▽

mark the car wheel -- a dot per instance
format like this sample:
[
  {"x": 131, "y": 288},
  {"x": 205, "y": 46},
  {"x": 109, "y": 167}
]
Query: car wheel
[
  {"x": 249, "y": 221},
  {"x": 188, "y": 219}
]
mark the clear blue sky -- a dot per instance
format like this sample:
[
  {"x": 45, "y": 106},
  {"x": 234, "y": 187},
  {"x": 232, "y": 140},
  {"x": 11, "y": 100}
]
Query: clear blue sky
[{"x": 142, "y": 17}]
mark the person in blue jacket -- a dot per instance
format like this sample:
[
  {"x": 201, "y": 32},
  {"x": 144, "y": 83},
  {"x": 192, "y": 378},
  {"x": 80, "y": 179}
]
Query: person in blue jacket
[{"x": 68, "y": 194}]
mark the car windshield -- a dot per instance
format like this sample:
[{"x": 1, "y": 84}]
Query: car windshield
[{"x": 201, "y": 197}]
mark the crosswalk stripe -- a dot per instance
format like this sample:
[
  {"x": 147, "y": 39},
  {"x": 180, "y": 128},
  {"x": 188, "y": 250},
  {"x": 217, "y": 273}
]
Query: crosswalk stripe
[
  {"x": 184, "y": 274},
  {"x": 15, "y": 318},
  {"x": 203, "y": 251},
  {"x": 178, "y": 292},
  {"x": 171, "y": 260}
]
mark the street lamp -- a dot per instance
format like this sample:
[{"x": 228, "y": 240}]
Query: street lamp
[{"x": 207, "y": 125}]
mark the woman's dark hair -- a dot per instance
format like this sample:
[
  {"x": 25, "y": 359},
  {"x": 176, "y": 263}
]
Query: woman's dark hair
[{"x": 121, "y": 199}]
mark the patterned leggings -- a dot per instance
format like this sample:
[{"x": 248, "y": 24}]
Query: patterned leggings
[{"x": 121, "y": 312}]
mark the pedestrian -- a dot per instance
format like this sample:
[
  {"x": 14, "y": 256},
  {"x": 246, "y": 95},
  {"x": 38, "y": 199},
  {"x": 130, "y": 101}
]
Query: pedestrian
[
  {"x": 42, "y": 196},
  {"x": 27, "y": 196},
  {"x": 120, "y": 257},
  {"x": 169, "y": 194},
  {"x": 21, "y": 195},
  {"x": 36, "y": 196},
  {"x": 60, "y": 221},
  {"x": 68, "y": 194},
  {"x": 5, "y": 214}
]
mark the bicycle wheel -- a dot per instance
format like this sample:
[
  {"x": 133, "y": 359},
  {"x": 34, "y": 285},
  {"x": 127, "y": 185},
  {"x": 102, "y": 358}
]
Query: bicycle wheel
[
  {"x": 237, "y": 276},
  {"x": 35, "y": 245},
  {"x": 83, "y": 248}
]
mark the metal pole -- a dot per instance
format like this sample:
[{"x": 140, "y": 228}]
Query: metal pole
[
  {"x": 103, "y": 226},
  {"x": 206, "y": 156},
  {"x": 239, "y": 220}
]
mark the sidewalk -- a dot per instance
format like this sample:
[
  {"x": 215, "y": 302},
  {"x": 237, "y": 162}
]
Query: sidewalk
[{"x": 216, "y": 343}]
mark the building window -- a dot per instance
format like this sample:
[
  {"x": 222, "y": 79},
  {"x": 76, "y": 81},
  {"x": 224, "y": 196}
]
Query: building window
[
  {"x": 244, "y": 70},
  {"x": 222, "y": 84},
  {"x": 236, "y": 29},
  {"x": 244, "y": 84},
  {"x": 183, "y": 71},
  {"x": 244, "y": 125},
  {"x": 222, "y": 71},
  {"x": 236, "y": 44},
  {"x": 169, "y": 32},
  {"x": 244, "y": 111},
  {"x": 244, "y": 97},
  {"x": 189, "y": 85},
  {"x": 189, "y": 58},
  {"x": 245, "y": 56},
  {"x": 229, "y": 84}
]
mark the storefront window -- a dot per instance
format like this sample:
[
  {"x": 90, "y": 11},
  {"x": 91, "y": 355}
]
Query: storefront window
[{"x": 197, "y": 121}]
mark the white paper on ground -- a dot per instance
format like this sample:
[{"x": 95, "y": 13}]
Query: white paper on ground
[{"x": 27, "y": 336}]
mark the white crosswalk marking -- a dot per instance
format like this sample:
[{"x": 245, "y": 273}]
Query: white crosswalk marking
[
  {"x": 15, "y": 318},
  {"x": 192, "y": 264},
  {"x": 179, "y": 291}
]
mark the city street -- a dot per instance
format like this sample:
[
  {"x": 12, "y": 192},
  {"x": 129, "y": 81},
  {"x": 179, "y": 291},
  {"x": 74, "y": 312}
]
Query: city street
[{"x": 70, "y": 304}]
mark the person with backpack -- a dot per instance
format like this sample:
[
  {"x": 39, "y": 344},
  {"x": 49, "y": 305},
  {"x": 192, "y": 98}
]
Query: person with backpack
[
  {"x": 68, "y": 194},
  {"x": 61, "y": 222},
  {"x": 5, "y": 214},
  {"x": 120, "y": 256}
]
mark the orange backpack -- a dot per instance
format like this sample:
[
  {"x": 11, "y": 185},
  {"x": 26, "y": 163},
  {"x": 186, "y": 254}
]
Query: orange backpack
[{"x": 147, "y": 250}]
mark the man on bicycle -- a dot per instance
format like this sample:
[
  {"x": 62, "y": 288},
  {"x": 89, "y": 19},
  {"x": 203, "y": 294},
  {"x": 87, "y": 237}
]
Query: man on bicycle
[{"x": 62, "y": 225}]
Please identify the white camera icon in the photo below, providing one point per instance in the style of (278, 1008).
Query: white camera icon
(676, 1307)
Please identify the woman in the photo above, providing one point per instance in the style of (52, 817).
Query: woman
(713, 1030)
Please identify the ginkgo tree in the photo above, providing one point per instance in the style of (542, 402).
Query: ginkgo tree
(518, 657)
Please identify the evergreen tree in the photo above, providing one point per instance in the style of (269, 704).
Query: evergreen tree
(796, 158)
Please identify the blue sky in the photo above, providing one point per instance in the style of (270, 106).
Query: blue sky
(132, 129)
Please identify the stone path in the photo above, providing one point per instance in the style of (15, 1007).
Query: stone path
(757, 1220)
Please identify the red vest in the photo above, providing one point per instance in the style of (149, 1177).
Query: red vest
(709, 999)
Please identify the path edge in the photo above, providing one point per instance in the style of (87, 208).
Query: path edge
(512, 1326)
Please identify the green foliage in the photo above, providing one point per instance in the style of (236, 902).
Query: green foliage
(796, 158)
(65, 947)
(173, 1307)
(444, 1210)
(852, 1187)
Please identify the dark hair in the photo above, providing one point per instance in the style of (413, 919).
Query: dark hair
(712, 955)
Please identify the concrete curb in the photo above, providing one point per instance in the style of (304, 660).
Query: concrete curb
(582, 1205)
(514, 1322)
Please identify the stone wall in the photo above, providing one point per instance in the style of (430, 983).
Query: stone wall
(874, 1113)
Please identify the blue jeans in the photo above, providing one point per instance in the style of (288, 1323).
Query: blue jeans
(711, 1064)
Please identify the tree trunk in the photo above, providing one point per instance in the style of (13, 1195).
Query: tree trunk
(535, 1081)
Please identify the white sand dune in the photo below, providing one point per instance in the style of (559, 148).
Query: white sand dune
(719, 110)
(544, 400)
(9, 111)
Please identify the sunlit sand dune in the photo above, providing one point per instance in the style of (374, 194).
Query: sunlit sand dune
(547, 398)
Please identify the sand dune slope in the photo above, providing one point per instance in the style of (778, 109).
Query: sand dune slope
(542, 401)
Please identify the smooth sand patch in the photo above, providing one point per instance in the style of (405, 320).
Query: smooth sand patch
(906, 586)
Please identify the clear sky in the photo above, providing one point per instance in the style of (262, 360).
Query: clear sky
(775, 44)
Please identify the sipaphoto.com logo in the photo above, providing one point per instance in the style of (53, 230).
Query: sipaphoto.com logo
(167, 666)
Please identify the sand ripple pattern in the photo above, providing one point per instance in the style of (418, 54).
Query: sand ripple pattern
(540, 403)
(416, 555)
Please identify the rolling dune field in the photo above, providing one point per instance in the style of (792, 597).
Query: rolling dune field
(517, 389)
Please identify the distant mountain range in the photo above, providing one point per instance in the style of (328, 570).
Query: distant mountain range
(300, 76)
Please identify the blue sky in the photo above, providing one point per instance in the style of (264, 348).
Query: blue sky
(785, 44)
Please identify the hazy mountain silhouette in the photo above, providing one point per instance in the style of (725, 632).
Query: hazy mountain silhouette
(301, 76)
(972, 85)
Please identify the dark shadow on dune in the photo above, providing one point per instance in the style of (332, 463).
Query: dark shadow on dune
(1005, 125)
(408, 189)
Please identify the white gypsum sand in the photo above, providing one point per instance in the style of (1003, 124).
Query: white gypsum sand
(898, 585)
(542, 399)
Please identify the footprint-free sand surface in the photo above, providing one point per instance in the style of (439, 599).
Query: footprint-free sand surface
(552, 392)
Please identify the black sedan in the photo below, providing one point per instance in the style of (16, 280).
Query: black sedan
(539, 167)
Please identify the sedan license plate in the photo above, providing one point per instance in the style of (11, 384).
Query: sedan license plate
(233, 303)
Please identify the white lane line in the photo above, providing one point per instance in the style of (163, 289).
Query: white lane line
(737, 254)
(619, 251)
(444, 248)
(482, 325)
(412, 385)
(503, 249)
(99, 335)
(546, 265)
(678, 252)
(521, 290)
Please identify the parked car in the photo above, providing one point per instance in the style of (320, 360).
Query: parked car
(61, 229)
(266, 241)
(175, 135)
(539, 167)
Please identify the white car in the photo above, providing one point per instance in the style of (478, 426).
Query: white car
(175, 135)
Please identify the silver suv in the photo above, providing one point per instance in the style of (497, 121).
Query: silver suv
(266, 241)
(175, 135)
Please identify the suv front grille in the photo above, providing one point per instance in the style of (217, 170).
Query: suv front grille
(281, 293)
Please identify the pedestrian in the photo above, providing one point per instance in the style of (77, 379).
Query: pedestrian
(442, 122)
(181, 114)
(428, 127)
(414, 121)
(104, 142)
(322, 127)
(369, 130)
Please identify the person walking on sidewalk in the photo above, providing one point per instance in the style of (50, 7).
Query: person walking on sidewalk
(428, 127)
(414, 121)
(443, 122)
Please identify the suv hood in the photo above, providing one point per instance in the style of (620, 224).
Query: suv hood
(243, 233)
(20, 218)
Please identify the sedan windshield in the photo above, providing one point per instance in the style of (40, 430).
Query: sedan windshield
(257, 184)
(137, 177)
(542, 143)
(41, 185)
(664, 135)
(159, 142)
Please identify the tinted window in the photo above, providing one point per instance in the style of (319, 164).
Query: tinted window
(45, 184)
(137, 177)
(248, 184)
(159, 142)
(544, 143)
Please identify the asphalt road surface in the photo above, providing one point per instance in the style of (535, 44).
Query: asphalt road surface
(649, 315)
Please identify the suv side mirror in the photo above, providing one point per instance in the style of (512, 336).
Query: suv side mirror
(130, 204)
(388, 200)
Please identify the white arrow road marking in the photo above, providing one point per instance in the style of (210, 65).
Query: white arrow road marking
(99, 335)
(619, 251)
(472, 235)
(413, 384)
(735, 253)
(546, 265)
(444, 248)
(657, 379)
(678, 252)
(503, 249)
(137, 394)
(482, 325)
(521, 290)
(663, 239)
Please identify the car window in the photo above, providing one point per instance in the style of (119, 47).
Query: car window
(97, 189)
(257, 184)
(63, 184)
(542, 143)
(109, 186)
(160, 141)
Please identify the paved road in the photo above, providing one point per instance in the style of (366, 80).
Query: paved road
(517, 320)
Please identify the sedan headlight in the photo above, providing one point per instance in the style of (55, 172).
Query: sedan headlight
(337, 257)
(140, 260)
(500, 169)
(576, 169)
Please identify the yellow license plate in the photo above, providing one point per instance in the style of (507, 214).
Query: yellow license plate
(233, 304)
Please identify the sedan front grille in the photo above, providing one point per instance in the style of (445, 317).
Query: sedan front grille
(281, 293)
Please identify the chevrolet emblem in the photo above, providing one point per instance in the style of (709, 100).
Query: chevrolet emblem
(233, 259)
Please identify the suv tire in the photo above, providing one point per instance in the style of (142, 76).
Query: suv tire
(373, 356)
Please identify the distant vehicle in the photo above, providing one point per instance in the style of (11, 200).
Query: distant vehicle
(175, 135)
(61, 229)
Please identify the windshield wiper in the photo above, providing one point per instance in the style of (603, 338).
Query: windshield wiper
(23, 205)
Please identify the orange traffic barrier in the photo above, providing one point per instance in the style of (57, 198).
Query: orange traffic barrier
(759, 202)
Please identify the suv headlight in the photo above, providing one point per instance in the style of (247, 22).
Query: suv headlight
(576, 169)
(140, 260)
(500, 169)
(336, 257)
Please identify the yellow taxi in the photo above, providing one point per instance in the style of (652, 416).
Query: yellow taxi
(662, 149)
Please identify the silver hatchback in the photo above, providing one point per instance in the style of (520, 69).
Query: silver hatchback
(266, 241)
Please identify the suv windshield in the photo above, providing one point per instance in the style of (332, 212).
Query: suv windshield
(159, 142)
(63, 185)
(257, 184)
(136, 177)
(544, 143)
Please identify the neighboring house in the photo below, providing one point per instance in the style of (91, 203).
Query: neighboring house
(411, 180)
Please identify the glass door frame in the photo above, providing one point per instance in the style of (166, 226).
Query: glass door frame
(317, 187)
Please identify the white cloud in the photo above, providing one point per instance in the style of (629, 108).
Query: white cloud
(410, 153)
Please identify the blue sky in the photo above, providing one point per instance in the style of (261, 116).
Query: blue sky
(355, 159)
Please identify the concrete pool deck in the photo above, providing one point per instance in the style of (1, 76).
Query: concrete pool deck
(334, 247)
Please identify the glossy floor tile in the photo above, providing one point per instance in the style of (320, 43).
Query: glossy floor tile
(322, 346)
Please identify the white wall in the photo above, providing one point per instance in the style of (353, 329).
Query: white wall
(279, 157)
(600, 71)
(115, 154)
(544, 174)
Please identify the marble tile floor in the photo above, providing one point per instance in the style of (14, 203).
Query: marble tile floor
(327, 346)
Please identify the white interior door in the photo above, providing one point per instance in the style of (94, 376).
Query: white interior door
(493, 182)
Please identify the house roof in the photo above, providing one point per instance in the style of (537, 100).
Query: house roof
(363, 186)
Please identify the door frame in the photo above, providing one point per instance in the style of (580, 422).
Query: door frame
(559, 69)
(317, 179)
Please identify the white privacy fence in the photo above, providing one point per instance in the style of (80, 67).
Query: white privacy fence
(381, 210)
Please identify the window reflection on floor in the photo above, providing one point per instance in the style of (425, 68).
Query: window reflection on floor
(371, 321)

△

§ **Exercise details**: Only the lines from the one containing "Please identify the window" through the last line of the records belong in the answer, each written out exactly.

§ **Written reply**:
Please identify the window reflection on floor in the photo above, providing one point per instance in the style of (425, 68).
Query: window reflection on floor
(371, 321)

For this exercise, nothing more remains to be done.